**Objective 1:** Say whether each statement agrees with the article on foreign property surcharges, giving yes or no and quoting the words of the article that decide it. (a) In Victoria, the foreign owner land tax surcharge covers only residential land. (b) The MYEFO was released on 13 December 2023. (c) Revenue NSW first announced its position on 29 May 2023.
**Objective 2:** Write the next part of the article on foreign property surcharges, picking up after its final sentence.

**Supplied passage:**
+++

Are Foreign Surcharge Stamp Duty and Land Taxes Illegal?

The Federal Government’s Mid-Year Economic and Financial Outlook 2023-24 (MYEFO) (released on 13 December 2023) has again raised the legality of the ability of the States to impose foreign purchaser land transfer (stamp) duty surcharge and foreign owner land tax (together, the foreign surcharges).

What are Foreign Surcharges?

These surcharges (as detailed by us here) impact foreign buyers of property in most Australian States and Territories.  In Victoria, for example:

  1. Foreign buyers of residential land are subject to an 8% stamp duty surcharge (bringing the duty rate from 6.5% to 14.5%); and

  2. Foreign owners of land (commercial and residential) are subject to a 4% land tax surcharge (bringing the top land tax rate from 2.65% to 6.65%, payable yearly).

What is NSW’s position?

First announced by the Revenue NSW on 29 May 2023 (and discussed in our previous articles here and here), New South Wales (NSW) has accepted that foreign surcharges are not able to be applied to nationals of countries where the relevant double tax agreement (DTA) with Australia has a non-discrimination clause that covers State taxes.

+++

**Provided data:**
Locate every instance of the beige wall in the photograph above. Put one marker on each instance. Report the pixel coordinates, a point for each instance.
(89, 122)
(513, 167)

+++

**Expected answer 1:**
(a) No: "Foreign owners of land (commercial and residential) are subject to a 4% land tax surcharge"
(b) Yes: "released on 13 December 2023"
(c) Yes: "First announced by the Revenue NSW on 29 May 2023"

**Expected answer 2:**
There are 8 countries impacted by this issue:

  • New Zealand;

  • Finland;

  • Germany;

  • India;

  • Japan;

  • Norway;

  • South Africa; and

  • Switzerland.

Only Revenue NSW has issued refunds for impacted taxpayers from these countries.

How does Victoria’s position differ?

State Revenue Office Victoria has acknowledged the issue but has not publicly announced that it will refrain from imposing foreign surcharges or offer refunds to impacted taxpayers.

What is the Federal Government’s view?

The Federal Government appears to acknowledge that foreign surcharges could be invalid by reason of DTAs.

Under the MYEFO, the Federal Government announced (on page 194):

The Government will clarify the uncertainty associated with the interaction between foreign investment fees, and similar state and territory property taxes, and double tax agreements implemented domestically by the International Tax Agreements Act 1953, to ensure that the foreign investment fees and similar imposts prevail. This measure will have retrospective effect.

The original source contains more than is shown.